··· Исходный текст

Feb 03, 2009 18:31
Вообще, весь роман «Евгений Онегин» строится на попытках понять, что такое человек, и, в частности, русский человек. По сути, роман - это исповедь автора, тесно переплетающаяся с проповедью. И каждая глава «большого стихотворения» ведет Пушкина к ответу на вопрос заданный им самим себе в начале романа: кто я, зачем и куда иду? В первой главе он через Онегина изобразил свою жизнь во всех её «красках» и увидел, что так жить нельзя. Во второй онегинская часть его души, которая он хотел оторвать от себя, наоборот прилепилась к нему, что выразилось в скепсисе, пронизывающем всю главу, но посреди всего этого вдруг явилось чудо - Татьяна, оттолкнув автора от бездны, в которую он мог упасть. В третьей главе Пушкин увидел на примере героини, что человек - это не мыслящее животное, а существо сверхъестественное, пораженный её письмом после недавно пылавших девических страстей. В четвертой его внутренний мир претерпевает мучительное перерождение. В пятой и шестой он понимает свое предназначение. В седьмой, благодаря этому, обнаруживает вдруг новый масштаб своего творения, что наверняка укрепляет его в осмысленности Бытия. А что же в восьмой?
Пушкин начинает восьмую главу с ретроспективного взгляда на взаимоотношение со своим талантом в течение всей жизни.

······

Задание 1: Повторите без единого изменения все записи, приведённые ниже.

··· Исходные данные

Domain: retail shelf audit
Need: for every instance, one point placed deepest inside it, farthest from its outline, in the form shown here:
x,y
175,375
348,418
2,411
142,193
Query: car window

······

Задание 2: С чего, согласно тексту об «Евгении Онегине», Пушкин начинает восьмую главу?

Результат 1:
Domain: retail shelf audit
Need: for every instance, one point placed deepest inside it, farthest from its outline, in the form shown here:
x,y
175,375
348,418
2,411
142,193
Query: car window

Результат 2: С ретроспективного взгляда на взаимоотношение со своим талантом в течение всей жизни.